— Provided data —
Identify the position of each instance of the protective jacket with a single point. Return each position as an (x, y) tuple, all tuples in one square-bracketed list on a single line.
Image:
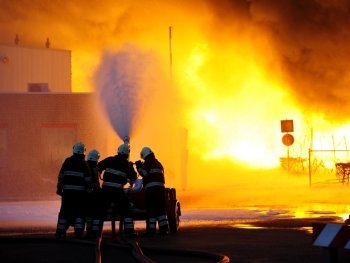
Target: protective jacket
[(74, 174), (73, 181), (118, 171), (152, 172)]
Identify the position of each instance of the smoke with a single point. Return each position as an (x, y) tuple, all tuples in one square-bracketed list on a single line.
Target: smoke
[(310, 41), (239, 67)]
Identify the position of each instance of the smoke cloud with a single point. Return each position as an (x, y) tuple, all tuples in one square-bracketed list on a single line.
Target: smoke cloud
[(238, 67)]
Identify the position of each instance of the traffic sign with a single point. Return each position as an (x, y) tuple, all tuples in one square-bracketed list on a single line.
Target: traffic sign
[(288, 139)]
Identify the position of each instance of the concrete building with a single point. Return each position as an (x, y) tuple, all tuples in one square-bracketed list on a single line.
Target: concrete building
[(41, 119)]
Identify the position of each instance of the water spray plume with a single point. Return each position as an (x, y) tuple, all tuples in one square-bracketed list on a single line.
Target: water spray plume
[(119, 81)]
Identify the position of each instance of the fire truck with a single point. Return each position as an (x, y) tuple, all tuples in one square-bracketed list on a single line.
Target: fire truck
[(138, 210)]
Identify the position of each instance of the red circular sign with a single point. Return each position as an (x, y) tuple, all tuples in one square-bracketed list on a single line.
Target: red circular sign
[(287, 139)]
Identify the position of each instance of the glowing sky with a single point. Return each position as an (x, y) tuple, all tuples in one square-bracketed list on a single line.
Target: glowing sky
[(238, 67)]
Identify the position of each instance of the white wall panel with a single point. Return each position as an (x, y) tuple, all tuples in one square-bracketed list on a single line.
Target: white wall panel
[(20, 66)]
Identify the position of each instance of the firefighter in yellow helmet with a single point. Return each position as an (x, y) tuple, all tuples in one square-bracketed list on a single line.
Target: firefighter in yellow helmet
[(152, 173), (74, 179), (93, 219)]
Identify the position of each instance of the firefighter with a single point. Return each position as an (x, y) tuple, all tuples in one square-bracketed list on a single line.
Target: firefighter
[(93, 219), (152, 173), (118, 171), (74, 178)]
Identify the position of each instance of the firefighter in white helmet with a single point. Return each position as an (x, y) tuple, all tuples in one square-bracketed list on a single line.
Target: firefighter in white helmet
[(73, 180), (152, 173), (117, 172), (93, 219)]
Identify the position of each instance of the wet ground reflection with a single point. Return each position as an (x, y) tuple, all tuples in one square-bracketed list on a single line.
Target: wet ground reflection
[(41, 216)]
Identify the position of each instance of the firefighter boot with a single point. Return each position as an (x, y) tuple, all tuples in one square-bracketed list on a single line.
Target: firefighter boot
[(79, 226), (151, 226), (129, 229), (163, 225), (62, 226), (89, 228)]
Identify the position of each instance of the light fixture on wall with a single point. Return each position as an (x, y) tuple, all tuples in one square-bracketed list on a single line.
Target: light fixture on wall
[(4, 59)]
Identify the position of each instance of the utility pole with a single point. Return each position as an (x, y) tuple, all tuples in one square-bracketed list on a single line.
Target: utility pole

— Exercise instructions —
Rewrite as a numbered list the lines of the records from the line containing "Identify the position of each instance of the traffic" through the line containing "[(287, 139)]", both included, leaving out any blank lines.

— Response to the exercise —
1. Identify the position of each instance of the traffic sign with a single point. Return each position as an (x, y) tuple, all tuples in one square-bracketed list on a single line.
2. Target: traffic sign
3. [(288, 139)]
4. Identify the position of each instance of the concrete building with a single point. Return each position as an (x, y) tuple, all tuples in one square-bracketed list on a single line.
5. Target: concrete building
6. [(41, 119)]
7. Identify the position of each instance of the water spray plume with a single point. Return each position as an (x, y) tuple, all tuples in one square-bracketed list on a single line.
8. Target: water spray plume
9. [(119, 81)]
10. Identify the position of each instance of the fire truck with a single point. Return each position as an (x, y) tuple, all tuples in one square-bracketed list on a single line.
11. Target: fire truck
12. [(138, 210)]
13. Identify the position of each instance of the red circular sign with a single point. Return each position as an (x, y) tuple, all tuples in one square-bracketed list on a single line.
14. Target: red circular sign
15. [(287, 139)]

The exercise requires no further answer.